Available data –
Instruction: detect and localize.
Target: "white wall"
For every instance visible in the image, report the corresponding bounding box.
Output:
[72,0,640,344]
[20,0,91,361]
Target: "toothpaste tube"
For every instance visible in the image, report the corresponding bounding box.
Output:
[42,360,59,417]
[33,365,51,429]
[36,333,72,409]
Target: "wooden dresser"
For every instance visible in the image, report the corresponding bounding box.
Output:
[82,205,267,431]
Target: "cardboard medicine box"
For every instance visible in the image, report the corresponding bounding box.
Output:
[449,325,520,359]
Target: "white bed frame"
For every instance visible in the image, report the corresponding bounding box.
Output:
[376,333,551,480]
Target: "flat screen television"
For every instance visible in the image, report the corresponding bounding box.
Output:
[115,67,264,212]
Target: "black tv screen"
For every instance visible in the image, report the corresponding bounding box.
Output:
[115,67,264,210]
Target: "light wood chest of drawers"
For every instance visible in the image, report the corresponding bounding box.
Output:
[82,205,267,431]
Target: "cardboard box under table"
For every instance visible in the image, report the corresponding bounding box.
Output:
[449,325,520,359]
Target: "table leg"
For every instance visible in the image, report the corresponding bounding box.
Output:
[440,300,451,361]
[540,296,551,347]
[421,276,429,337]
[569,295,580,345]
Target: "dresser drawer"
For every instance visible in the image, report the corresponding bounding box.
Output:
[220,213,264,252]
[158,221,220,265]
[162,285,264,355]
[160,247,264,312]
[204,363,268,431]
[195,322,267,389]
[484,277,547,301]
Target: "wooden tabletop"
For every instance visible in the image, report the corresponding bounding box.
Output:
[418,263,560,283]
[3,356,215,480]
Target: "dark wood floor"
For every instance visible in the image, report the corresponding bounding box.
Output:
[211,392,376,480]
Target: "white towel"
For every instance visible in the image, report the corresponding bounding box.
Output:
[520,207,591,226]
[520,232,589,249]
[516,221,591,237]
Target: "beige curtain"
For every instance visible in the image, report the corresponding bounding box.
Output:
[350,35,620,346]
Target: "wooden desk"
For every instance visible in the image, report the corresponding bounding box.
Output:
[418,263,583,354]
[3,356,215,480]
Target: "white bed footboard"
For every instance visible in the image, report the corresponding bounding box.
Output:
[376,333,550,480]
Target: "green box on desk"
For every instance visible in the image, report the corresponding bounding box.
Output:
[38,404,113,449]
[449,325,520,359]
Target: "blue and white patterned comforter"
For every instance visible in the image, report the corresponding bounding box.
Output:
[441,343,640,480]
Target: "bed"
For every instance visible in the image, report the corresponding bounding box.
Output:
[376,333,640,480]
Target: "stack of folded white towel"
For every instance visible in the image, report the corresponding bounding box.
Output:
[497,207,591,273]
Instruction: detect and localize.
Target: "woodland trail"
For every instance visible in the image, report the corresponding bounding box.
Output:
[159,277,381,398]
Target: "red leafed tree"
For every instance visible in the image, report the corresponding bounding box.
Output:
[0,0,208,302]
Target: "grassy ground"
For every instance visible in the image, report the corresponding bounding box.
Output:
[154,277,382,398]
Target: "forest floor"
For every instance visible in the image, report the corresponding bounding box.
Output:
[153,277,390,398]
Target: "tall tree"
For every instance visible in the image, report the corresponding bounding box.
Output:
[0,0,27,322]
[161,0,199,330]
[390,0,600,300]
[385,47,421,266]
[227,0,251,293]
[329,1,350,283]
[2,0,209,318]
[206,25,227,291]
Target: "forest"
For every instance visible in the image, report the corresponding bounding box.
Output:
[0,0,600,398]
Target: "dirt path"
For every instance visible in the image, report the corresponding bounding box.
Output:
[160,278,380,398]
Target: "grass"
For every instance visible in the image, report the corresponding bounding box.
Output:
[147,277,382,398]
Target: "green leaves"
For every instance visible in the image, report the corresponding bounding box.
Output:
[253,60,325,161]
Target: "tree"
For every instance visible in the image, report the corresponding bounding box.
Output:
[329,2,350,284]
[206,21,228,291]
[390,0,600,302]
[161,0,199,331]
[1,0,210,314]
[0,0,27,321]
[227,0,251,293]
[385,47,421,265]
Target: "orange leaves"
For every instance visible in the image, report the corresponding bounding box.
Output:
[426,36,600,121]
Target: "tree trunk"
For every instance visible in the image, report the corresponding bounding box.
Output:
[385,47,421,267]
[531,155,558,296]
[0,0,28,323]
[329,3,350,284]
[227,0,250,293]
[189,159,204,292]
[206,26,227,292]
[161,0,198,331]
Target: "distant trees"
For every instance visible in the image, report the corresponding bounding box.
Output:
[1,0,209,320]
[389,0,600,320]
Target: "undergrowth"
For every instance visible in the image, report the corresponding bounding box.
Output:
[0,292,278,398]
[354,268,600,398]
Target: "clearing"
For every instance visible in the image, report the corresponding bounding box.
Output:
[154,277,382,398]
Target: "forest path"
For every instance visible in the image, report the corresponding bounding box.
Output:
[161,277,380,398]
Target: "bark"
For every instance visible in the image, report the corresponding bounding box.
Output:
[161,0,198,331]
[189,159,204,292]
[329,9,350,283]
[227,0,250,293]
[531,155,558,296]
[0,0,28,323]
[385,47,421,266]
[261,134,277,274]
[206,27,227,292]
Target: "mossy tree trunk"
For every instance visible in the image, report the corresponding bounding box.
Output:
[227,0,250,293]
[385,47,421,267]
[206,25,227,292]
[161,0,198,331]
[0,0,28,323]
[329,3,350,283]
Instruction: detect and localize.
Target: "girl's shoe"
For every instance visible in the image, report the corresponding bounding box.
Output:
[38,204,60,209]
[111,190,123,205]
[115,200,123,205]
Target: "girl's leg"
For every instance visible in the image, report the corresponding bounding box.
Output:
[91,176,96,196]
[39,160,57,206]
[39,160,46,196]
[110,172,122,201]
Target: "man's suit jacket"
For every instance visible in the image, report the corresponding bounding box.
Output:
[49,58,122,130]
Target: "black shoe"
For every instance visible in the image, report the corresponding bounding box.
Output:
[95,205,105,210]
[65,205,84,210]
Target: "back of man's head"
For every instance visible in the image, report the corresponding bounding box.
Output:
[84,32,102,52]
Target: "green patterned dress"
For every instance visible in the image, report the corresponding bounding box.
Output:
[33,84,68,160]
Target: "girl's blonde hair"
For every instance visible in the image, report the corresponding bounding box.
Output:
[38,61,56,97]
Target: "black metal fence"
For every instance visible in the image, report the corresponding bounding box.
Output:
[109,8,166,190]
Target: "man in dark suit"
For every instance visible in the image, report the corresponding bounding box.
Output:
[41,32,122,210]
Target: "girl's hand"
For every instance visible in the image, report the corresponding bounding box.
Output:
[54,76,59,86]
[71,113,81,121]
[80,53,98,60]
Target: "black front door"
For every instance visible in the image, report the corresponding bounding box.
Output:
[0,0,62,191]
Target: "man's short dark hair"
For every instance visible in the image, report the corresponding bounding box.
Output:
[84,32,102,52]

Exercise task –
Reproduce the entries above word for word, starting at their first line and ending with the line that contains "[516,221,591,237]", with both of those lines included.

The solution –
Instruction: detect and localize.
Target: "white wall"
For every instance visible in the image, report the corresponding bounding box.
Output:
[72,0,640,344]
[20,0,91,361]
Target: "toothpaste tube"
For every instance visible in the image, report the corresponding bounding box.
Output:
[42,360,59,417]
[33,365,51,429]
[36,333,72,409]
Target: "wooden dresser"
For every instance visible in the image, report the corresponding bounding box.
Output:
[82,205,267,431]
Target: "cardboard medicine box"
For every instance visible in the image, report the corresponding bounding box.
Output:
[449,325,520,359]
Target: "white bed frame"
For every instance visible in the image, report the corresponding bounding box.
Output:
[376,333,551,480]
Target: "flat screen television"
For every instance visible in the image, report the corresponding bounding box.
Output:
[115,67,264,212]
Target: "black tv screen"
For every instance visible in the image, report the corresponding bounding box.
Output:
[115,67,264,210]
Target: "light wood chest of drawers"
For every instance visible in the image, report the corresponding bounding box.
Output:
[82,205,267,431]
Target: "cardboard box under table"
For every instance visible in the image, report the corresponding bounding box.
Output:
[449,325,520,359]
Target: "table leg"
For every instance visible in the image, report the corresponding bounding box.
Output:
[440,300,451,361]
[540,296,551,347]
[421,276,429,337]
[569,295,580,345]
Target: "dresser drawer"
For every instance visible in the image, report the corresponding bounding box.
Output:
[220,213,264,252]
[158,221,220,265]
[162,285,264,355]
[160,247,264,312]
[204,363,268,431]
[195,322,267,389]
[484,277,547,301]
Target: "wooden tabletop"
For every instance visible in the image, report the corresponding bounding box.
Output:
[418,263,560,283]
[3,356,215,480]
Target: "dark wood floor"
For every instance visible in the image, report the corresponding bounding box.
Output:
[211,392,376,480]
Target: "white towel"
For every instance visible in the image, report the corresponding bounding box.
Output:
[520,207,591,226]
[520,232,589,249]
[516,221,591,237]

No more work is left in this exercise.